Written request 1:
Which magazine issue supplied the recipe in the shrimp noodle bowl text?

Excerpted text:
● ● ● ● ● ● ●

Either way, my excitement lead me to prep a Thai shrimp noodle bowl from Cooking Light's October 2010 issue.


Spicy Shrimp Noodle Bowl as adapted
  • 1 pd tail on shrimp, peeled and deveined
  • 2 cups water
  • 2.5 cups low sodium chicken broth (or vegetable broth)
  • 1 8 ounce bottle of clam juice (if you can't find this, I just subbed in equal amounts chicken broth)
  • 2 1/4 in slices peeled ginger
  • Olive oil
  • 1 sliced red bell pepper
  • 1 small onion, diced
  • 3/4 cup sugar snap peas
  • 2.5 teaspoons chili garlic sauce
  • 1/4 tsp salt
  • 3 ounces uncooked rice sticks
  • cilantro
  • lime wedges
The biggest pain in the neck on this recipe was the shrimp.  I had purchased what I thought was a stellar deal on shrimp from whole foods, but let me tell you, there's certain a price for convenience.  Ever time I use these shrimp, I have to spend a painstaking amount of time shelling them and then deveining them.  Total buzz kill.



Here we go!  Start with ripping all the tails of of your shrimp and chopping up a few medallions of ginger.  You dont' need alot - but both of these ingredients are going to add to the richness of the broth you are going to create.

● ● ● ● ● ● ●

Point annotation dataset records
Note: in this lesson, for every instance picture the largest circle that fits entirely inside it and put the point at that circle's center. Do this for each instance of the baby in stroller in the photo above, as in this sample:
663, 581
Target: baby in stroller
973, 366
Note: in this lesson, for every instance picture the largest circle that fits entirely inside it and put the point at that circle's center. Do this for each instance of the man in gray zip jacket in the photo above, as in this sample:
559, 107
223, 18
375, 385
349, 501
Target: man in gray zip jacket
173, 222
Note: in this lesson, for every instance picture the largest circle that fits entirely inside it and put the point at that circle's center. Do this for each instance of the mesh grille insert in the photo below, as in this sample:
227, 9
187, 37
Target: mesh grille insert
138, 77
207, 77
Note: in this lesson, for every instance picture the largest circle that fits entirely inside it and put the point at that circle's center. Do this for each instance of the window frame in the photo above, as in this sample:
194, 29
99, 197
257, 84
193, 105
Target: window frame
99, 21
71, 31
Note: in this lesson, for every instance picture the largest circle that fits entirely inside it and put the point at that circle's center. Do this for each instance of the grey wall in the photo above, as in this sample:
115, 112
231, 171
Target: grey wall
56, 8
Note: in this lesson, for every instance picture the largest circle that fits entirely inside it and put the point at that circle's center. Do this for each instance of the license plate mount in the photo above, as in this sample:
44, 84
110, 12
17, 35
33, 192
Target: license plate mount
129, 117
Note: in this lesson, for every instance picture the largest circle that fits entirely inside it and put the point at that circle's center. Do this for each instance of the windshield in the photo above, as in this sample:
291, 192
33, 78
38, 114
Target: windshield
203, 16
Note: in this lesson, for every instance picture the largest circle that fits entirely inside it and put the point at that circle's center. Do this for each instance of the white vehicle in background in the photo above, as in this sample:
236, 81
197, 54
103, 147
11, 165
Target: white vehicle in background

● ● ● ● ● ● ●

Written request 2:
How many lines of the records contain the string "plate"? Give the number only.

Full output 1:
Cooking Light's October 2010 issue.

Full output 2:
2